# Required action A
In the forum post about fossils in the Dwyka Formation, what real name is given for John Woodmorappe?
# Required action B
From the forum post about fossils in the Dwyka Formation, copy word for word the stretch from "It is from an" through "already existing rocks.".
# Required action C
Extend the forum post about fossils in the Dwyka Formation, picking up after its last sentence.

# Text provided
= = = =

Message 326 of 991 (705926)
09-04-2013 6:42 AM
Reply to: Message 318 by Pressie
09-04-2013 4:34 AM


Re: The flood story (getting pretty off the topic core)
It is from an anti-scientific, fundamentalist religious YEC organisation. The article was written by John Woodmorappe (real name Jan Peczkis, who describes himself as a ‘science teacher’).
He has a table with what he calls anomalous fossils. The reference to a South African so-called anomalous fossil in his table drew my eye immediately.
Peczkis claims the proper age of Archeocyathids is Cambrian. He said they were found in Permian deposits at Dwyka, South Africa.
Well, the word Dwyka rang a bell. The Dwyka Formation is the lowest formation in the Main Karoo Basin, occurring over wide areas of the country. It is a glacial deposit, consisting a mixture of, amongst others gravel and boulders. Obviously that gravel and boulders didn’t appear from thin air, but were obtained from already existing rocks.
The gravel and boulders therefore are older than the tillite; not the age of the tillite. Some of that gravel and boulders do contain fossils. Way older than the Permian Dwyka Formation, simply because those boulders in which they occur are way older than the Dwyka Formation. The result is that it’s very possible to find a Cambrian fossil in Permian tillites.

= = = =

# Data shown
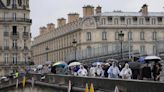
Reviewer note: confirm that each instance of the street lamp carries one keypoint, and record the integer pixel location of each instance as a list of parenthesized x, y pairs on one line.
[(47, 53), (74, 45), (121, 36)]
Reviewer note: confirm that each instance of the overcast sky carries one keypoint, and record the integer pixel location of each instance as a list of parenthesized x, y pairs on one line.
[(48, 11)]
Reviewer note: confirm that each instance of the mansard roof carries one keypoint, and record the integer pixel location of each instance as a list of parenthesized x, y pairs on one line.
[(2, 6), (130, 14)]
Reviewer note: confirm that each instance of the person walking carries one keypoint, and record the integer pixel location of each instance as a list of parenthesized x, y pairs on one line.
[(113, 71), (126, 72), (82, 71), (156, 71), (99, 71), (146, 72)]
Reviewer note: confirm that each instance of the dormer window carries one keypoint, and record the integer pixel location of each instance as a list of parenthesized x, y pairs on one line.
[(20, 2)]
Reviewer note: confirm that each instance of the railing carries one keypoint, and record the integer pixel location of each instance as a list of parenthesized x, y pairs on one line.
[(15, 20), (26, 35), (102, 83), (101, 52), (16, 63), (14, 35)]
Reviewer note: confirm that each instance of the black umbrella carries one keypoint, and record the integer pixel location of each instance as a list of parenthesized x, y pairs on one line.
[(134, 65)]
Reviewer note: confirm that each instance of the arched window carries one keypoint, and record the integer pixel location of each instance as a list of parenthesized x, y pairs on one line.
[(128, 21), (116, 21), (104, 35), (116, 36), (141, 21), (153, 21), (103, 21), (27, 3), (142, 35), (89, 51), (8, 2), (129, 35), (154, 35)]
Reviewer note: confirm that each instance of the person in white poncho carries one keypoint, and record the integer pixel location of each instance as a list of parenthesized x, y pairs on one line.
[(113, 71), (99, 71), (82, 71), (126, 72)]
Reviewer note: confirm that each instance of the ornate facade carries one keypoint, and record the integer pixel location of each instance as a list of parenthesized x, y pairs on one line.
[(15, 36), (97, 33)]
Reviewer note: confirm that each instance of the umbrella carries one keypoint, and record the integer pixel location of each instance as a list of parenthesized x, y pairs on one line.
[(48, 62), (141, 59), (97, 63), (111, 60), (60, 64), (134, 65), (74, 64), (40, 66), (152, 58)]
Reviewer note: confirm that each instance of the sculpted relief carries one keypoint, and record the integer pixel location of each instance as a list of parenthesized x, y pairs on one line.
[(89, 23)]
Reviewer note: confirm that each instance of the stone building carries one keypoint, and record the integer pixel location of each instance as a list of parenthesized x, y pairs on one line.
[(97, 33), (15, 36)]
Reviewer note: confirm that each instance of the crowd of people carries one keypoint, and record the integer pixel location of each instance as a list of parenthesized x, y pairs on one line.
[(146, 71)]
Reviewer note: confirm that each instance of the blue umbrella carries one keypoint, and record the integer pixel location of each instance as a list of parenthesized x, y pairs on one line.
[(60, 64)]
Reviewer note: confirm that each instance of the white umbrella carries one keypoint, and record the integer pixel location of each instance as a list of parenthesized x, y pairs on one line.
[(48, 62), (74, 64), (152, 58)]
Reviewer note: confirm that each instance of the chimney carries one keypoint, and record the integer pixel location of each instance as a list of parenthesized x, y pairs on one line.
[(144, 10), (72, 17), (88, 10), (98, 9), (43, 30), (50, 26), (61, 22)]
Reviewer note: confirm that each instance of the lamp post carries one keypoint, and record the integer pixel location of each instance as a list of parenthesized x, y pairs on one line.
[(47, 53), (121, 36), (74, 45)]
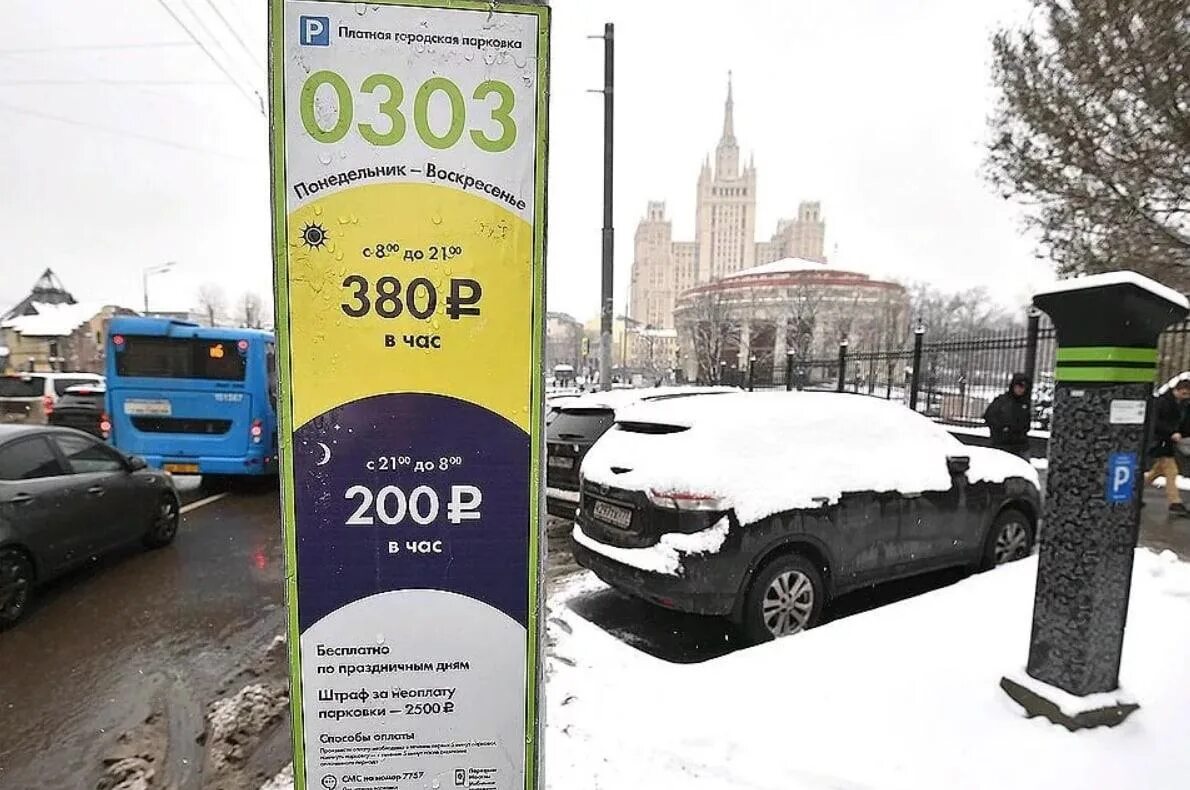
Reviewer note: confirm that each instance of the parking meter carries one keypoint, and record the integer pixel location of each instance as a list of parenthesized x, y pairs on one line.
[(1107, 331)]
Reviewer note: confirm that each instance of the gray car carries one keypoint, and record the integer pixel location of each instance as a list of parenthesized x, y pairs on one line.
[(67, 497)]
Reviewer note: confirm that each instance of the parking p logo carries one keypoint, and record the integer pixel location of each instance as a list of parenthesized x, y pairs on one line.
[(314, 31)]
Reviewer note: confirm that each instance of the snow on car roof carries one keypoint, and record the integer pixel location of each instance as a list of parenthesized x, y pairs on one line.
[(770, 452), (619, 399), (1116, 278)]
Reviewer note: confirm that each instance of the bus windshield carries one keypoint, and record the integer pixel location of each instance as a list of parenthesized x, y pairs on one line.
[(160, 357)]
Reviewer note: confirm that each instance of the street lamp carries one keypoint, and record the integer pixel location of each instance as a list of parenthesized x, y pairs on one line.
[(144, 278)]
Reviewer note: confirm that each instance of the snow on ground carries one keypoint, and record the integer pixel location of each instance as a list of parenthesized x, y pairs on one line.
[(858, 444), (903, 697)]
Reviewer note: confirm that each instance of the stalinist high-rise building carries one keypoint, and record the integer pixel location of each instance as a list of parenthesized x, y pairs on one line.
[(724, 230)]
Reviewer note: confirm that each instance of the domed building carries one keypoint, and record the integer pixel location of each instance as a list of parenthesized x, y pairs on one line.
[(790, 309)]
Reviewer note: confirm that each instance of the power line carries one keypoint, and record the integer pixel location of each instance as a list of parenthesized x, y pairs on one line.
[(80, 48), (121, 132), (211, 56), (236, 35), (116, 82), (214, 39)]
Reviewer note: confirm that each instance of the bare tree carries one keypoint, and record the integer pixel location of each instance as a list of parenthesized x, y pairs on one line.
[(212, 302), (706, 318), (1093, 133), (251, 309)]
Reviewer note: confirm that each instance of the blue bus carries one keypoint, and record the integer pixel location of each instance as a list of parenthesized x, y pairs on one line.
[(193, 400)]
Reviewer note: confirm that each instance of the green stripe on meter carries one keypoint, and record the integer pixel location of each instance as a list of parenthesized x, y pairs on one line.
[(1122, 375), (1106, 353)]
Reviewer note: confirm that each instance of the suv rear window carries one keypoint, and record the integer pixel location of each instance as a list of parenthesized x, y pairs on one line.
[(180, 358), (91, 399), (581, 425), (22, 386), (62, 384)]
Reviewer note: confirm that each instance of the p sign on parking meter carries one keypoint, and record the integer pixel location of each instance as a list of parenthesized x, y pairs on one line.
[(408, 155)]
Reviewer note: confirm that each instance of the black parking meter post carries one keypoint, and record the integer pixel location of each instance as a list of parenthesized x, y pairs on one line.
[(1033, 333), (919, 333), (1107, 330), (843, 365)]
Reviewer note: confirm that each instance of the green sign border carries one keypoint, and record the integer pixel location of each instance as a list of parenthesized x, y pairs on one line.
[(534, 732)]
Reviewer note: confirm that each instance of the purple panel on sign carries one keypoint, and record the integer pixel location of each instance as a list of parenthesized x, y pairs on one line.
[(359, 463)]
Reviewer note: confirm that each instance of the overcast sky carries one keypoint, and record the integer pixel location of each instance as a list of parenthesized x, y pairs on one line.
[(875, 107)]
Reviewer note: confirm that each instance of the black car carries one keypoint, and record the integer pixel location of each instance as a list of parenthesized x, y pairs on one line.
[(762, 507), (81, 407), (64, 499), (574, 425)]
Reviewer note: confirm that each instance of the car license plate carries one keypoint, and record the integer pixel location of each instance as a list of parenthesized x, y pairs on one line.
[(148, 408), (612, 514)]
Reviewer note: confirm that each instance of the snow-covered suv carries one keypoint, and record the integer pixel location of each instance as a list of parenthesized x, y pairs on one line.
[(764, 506)]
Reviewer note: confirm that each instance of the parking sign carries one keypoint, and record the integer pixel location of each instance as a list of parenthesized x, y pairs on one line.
[(409, 232), (1121, 483)]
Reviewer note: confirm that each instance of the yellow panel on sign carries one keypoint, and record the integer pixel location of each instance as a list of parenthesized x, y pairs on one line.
[(458, 237)]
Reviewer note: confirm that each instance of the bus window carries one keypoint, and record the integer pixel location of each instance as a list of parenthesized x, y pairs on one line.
[(180, 358), (270, 369)]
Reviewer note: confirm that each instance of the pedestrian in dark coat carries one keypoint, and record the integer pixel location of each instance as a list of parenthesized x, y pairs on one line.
[(1169, 421), (1009, 415)]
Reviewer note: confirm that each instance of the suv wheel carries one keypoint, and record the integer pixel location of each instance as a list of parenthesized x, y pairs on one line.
[(1009, 539), (785, 597), (16, 587), (164, 522)]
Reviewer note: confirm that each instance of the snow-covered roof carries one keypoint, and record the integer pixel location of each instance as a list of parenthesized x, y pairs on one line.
[(619, 399), (785, 265), (1116, 278), (769, 452), (54, 320)]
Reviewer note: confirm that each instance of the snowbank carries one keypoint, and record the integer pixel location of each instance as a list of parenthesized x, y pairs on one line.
[(618, 399), (768, 452), (904, 697)]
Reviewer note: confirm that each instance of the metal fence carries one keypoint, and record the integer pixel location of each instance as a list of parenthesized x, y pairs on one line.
[(951, 378)]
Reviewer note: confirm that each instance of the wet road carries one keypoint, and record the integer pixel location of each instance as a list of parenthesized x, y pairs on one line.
[(136, 632)]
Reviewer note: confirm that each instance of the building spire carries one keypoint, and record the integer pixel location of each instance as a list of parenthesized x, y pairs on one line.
[(728, 112)]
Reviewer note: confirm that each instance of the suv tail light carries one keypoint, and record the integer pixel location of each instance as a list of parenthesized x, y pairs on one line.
[(690, 501)]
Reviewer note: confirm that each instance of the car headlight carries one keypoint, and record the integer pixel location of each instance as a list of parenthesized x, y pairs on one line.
[(687, 501)]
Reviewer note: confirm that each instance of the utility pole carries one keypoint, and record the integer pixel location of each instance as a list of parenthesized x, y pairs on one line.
[(606, 315)]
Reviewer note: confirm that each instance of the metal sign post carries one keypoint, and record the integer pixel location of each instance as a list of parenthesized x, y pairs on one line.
[(1108, 326), (408, 165)]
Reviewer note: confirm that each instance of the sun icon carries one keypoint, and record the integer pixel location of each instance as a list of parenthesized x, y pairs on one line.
[(314, 236)]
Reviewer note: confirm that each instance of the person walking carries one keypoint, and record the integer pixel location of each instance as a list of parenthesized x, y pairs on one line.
[(1008, 418), (1169, 415)]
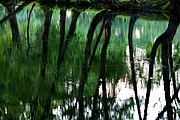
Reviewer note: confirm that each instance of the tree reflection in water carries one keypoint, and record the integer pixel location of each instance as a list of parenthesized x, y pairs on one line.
[(66, 77)]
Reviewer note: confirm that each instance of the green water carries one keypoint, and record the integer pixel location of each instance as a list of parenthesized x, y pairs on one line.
[(34, 85)]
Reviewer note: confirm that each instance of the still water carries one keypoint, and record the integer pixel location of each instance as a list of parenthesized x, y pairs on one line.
[(79, 65)]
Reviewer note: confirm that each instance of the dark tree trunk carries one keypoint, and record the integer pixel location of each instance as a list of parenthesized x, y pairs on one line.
[(107, 32), (97, 18), (14, 24), (167, 36), (62, 35), (47, 23), (133, 74)]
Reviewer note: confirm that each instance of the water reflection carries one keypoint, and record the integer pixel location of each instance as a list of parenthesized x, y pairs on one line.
[(88, 65)]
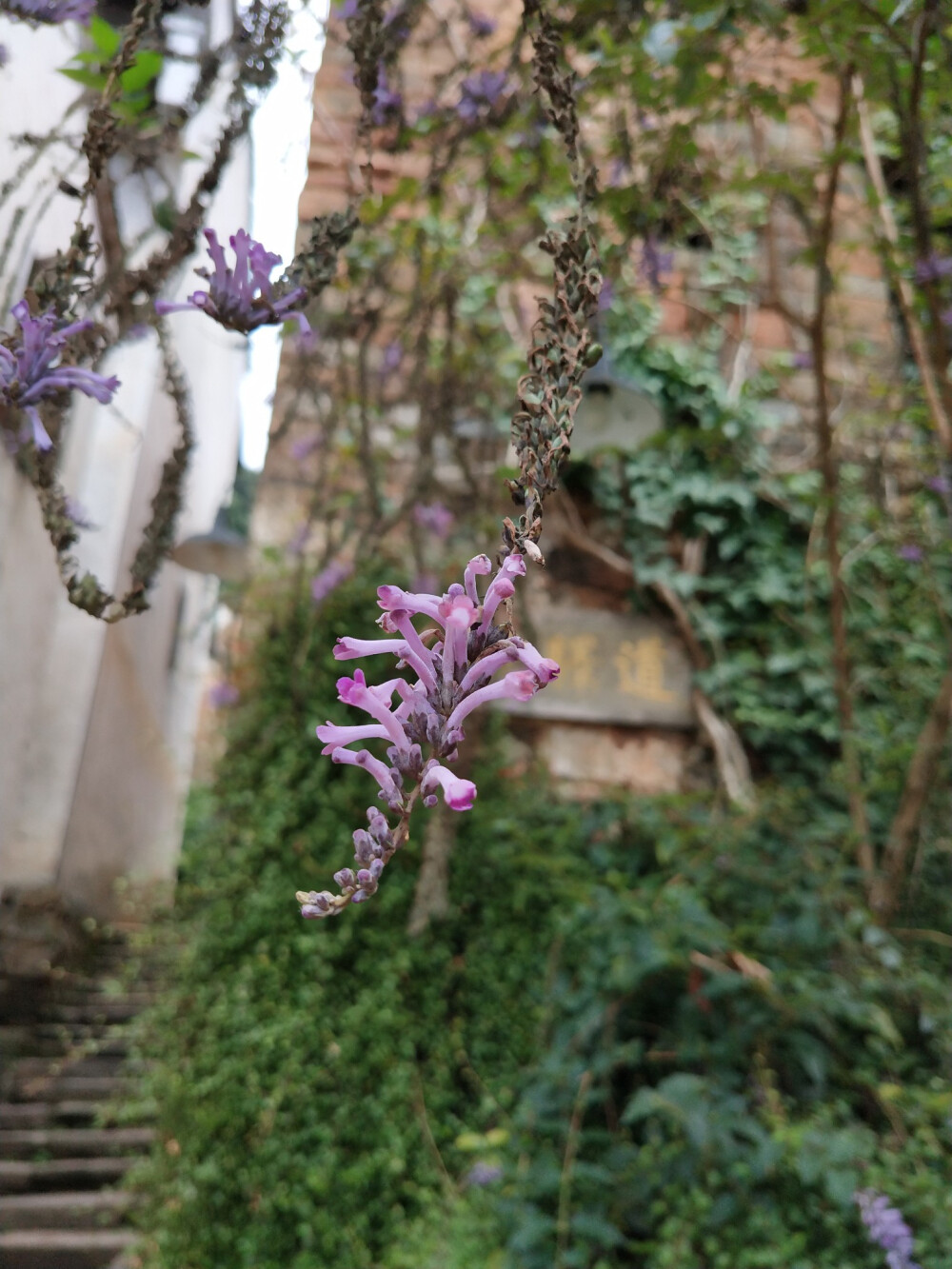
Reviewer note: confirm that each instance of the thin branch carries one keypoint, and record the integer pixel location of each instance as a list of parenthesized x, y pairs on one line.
[(904, 292), (829, 471), (916, 792)]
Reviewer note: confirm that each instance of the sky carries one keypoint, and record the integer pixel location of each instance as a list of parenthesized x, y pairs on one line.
[(281, 136)]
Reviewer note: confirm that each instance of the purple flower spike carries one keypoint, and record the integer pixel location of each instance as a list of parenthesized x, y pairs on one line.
[(243, 298), (480, 92), (887, 1229), (30, 369), (387, 102), (453, 666), (51, 11)]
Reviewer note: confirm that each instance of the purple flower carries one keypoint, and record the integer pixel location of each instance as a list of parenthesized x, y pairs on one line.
[(300, 449), (482, 26), (30, 369), (480, 92), (224, 694), (421, 719), (436, 518), (933, 268), (329, 579), (483, 1174), (387, 102), (887, 1229), (51, 11), (243, 298), (654, 263)]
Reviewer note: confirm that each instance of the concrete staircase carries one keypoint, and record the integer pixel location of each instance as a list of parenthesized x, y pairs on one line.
[(63, 1161)]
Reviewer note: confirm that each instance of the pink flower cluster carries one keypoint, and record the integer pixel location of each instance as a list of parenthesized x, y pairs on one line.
[(453, 665)]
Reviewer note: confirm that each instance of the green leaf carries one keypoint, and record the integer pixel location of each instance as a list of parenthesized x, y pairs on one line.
[(147, 68)]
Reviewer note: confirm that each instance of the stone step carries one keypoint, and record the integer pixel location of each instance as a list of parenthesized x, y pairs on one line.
[(69, 1210), (21, 1176), (114, 1009), (63, 1249), (72, 1142), (27, 1078), (55, 1040), (41, 1115)]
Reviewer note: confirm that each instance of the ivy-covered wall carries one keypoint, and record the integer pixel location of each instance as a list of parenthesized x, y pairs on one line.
[(647, 1035)]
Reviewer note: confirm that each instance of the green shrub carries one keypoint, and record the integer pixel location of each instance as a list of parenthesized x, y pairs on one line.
[(312, 1079), (735, 1048), (676, 1031)]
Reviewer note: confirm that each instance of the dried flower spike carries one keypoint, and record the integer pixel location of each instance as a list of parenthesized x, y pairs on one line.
[(243, 298), (422, 731)]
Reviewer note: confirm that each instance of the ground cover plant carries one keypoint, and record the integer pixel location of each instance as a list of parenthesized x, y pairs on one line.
[(645, 1033)]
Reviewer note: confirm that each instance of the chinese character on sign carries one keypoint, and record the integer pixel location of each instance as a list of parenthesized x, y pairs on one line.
[(640, 666)]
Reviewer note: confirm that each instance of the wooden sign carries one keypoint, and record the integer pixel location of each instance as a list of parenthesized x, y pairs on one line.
[(615, 669)]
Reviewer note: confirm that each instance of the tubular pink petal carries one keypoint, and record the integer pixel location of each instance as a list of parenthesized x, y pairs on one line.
[(392, 597), (347, 648), (383, 774), (459, 613), (354, 692), (479, 566), (517, 685), (543, 666), (457, 793), (499, 589), (487, 666), (335, 736)]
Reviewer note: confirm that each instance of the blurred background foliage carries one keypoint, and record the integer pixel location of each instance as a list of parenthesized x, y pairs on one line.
[(649, 1032)]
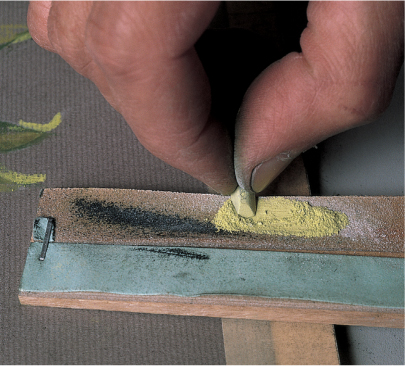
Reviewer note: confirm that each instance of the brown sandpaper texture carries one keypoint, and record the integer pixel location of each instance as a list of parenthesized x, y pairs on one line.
[(108, 216)]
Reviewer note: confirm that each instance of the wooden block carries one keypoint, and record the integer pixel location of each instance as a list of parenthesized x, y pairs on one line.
[(132, 217), (252, 342)]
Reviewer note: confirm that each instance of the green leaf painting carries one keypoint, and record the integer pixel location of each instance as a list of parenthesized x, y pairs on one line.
[(13, 33), (14, 137)]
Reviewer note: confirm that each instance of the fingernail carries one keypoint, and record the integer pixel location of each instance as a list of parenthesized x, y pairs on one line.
[(267, 171)]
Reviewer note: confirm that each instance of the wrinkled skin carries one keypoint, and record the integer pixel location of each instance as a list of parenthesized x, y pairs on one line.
[(141, 56)]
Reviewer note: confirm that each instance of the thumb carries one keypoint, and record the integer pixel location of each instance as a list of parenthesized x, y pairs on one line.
[(344, 76)]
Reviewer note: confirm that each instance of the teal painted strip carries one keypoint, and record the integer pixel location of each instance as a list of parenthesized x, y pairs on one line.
[(372, 281)]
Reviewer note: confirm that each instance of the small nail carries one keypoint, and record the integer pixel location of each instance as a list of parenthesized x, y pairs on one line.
[(269, 170)]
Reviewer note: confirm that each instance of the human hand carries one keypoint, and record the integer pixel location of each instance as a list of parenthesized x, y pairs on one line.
[(141, 56)]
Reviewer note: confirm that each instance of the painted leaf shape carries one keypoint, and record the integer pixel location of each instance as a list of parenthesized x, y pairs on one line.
[(14, 137), (7, 40), (11, 181)]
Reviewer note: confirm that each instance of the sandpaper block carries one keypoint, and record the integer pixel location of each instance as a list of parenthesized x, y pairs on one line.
[(159, 252)]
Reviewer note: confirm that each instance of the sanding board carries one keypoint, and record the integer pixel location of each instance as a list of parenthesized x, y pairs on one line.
[(156, 252)]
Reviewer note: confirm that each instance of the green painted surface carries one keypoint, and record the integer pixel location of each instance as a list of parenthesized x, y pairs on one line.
[(121, 269)]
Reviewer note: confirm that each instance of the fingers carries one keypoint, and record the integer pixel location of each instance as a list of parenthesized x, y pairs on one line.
[(345, 75), (37, 21), (141, 56), (145, 50)]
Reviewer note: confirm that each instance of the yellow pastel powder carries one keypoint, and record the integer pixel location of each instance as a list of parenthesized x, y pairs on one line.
[(21, 179), (55, 122), (280, 216)]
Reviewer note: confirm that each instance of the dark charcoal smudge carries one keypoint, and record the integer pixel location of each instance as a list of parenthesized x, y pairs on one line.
[(134, 217), (175, 252)]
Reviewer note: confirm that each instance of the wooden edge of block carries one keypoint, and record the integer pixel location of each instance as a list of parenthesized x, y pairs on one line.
[(259, 342), (239, 307)]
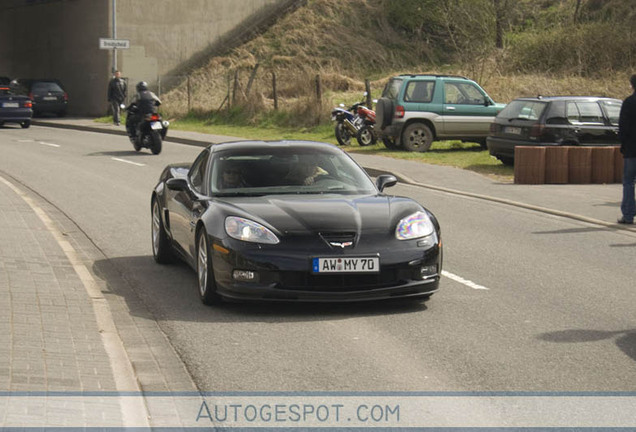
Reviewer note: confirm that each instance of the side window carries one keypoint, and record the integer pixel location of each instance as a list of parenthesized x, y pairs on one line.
[(613, 110), (463, 93), (453, 95), (573, 113), (197, 171), (590, 112), (419, 91)]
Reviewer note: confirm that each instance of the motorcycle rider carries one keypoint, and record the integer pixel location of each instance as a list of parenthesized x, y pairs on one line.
[(146, 102)]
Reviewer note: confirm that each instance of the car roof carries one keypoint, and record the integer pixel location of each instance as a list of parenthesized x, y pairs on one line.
[(275, 144)]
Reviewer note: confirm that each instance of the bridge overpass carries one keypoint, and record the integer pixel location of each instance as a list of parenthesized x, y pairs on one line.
[(60, 39)]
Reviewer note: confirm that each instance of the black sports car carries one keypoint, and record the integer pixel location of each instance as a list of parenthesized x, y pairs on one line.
[(293, 221)]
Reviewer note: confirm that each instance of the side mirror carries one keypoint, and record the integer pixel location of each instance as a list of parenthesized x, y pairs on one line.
[(177, 184), (385, 181)]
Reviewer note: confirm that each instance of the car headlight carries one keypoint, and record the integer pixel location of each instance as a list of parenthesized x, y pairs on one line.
[(414, 226), (247, 230)]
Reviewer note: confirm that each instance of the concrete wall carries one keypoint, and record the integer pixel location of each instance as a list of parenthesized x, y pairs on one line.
[(57, 39), (60, 39)]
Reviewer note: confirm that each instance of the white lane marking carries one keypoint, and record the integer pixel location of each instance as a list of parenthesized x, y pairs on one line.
[(130, 162), (463, 281)]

= = = =

# Reply A
Jan Peczkis

# Reply B
It is from an anti-scientific, fundamentalist religious YEC organisation. The article was written by John Woodmorappe (real name Jan Peczkis, who describes himself as a ‘science teacher’).
He has a table with what he calls anomalous fossils. The reference to a South African so-called anomalous fossil in his table drew my eye immediately.
Peczkis claims the proper age of Archeocyathids is Cambrian. He said they were found in Permian deposits at Dwyka, South Africa.
Well, the word Dwyka rang a bell. The Dwyka Formation is the lowest formation in the Main Karoo Basin, occurring over wide areas of the country. It is a glacial deposit, consisting a mixture of, amongst others gravel and boulders. Obviously that gravel and boulders didn’t appear from thin air, but were obtained from already existing rocks.

# Reply C
I consulted the original article he referenced and it turned out that I was right!
Rozanov A. Yu. and F. Debrenne. 1974. Age of Archaeocyathid Assemblages. American Journal of Science, Vol 274, October 2, 833-848.
On page 845.
Good point, and thank you for taking the time to look at the link. I'm also reluctant to use religious sites for evidence, but felt that the references would speak for themselves. But obviously Peczkis has misinterpreted the data. When I have time I will look through some of the other alleged anomalies to see if there are any decent ones I can use in future discussions.